REQUIREMENT:
Lay out all of the records below as a numbered list, leaving out any blank lines.

(Lines of data)
━━━━━━

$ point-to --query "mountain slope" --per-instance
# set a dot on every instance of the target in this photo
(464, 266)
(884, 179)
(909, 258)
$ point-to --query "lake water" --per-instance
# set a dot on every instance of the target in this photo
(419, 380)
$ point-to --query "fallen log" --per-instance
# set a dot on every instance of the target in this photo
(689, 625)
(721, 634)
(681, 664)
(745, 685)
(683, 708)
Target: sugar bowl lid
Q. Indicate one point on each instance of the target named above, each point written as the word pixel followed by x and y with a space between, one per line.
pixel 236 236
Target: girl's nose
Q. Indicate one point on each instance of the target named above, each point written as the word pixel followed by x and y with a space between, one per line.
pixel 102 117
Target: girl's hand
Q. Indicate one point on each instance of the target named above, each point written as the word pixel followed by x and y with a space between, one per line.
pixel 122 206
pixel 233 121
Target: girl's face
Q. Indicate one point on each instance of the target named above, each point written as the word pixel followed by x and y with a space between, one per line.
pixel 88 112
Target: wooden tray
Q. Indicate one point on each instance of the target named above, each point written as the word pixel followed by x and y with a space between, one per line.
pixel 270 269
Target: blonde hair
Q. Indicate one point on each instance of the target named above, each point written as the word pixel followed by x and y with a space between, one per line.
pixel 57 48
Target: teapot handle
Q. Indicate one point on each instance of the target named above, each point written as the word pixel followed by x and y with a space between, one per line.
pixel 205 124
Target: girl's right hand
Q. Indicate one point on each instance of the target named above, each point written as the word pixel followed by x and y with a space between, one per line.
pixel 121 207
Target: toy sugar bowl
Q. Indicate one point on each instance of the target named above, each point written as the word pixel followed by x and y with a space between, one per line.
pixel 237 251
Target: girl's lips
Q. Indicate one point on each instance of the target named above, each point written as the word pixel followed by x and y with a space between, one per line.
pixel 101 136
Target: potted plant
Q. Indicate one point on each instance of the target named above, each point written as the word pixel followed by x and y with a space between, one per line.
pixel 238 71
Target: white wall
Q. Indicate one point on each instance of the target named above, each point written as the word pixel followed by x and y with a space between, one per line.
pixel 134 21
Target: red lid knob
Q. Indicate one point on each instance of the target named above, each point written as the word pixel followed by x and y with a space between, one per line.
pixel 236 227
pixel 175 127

━━━━━━

RESPONSE TO THE EXERCISE:
1. $ point-to --query "mountain slope" --per-instance
2. # set a dot on every instance of the target in this photo
3. (464, 266)
4. (884, 179)
5. (909, 258)
6. $ point-to --query "lake water" --per-instance
7. # set a dot on every instance of the target in this photo
8. (419, 380)
9. $ point-to --query "fallen log" --per-instance
10. # set a dot on every instance of the target in this photo
11. (689, 625)
12. (721, 634)
13. (681, 664)
14. (745, 685)
15. (683, 708)
16. Target: sugar bowl lid
17. Q. Indicate one point on each instance of the target named above, each point written as the word pixel followed by x and y with a space between, one per line.
18. pixel 236 236
19. Target: girl's nose
20. Q. Indicate one point on each instance of the target named above, each point written as the word pixel followed by x and y with a space between, one per line.
21. pixel 102 117
22. Target: girl's hand
23. Q. Indicate one point on each instance of the target named above, each point written as the word pixel followed by x and y with a space between, one per line.
24. pixel 122 206
25. pixel 233 121
26. Target: girl's face
27. Q. Indicate one point on each instance of the target named above, each point written as the word pixel followed by x and y with a space between, one per line.
28. pixel 88 112
29. Target: wooden tray
30. Q. Indicate one point on each instance of the target named above, each point written as the word pixel followed by x and y with a space between, one per line.
31. pixel 270 269
32. Target: blonde hair
33. Q. Indicate one point on each instance of the target named above, each point written as the word pixel followed by x and y with a space between, one per line.
34. pixel 57 48
35. Target: teapot handle
36. Q. Indicate one point on each instance of the target named above, each point written as the word pixel followed by x and y with a space between, one per line.
37. pixel 205 124
38. Target: girl's right hand
39. Q. Indicate one point on each instance of the target named above, each point written as the word pixel followed by x and y with a space between, one per line.
40. pixel 121 207
41. Target: toy sugar bowl
42. Q. Indicate one point on each instance of the target named above, each point written as the word pixel followed by x and y with a space between, one per line.
43. pixel 237 251
44. Target: girl's lips
45. Q. Indicate one point on each instance of the target named above, each point written as the word pixel followed by x and y with a space between, one per line.
46. pixel 101 136
47. Target: potted plant
48. Q. Indicate one point on each instance of the target named above, each point written as the word pixel followed by x and y with a space between, one per line.
49. pixel 238 71
50. Target: white wall
51. Q. Indicate one point on each instance of the target named above, each point written as the word pixel followed by x and y with a space between, one per line.
52. pixel 134 21
53. Target: red lid knob
54. Q. Indicate one point on each instance of the target named above, each point written as the word pixel followed by x and y with a space between, one per line.
55. pixel 236 227
56. pixel 175 127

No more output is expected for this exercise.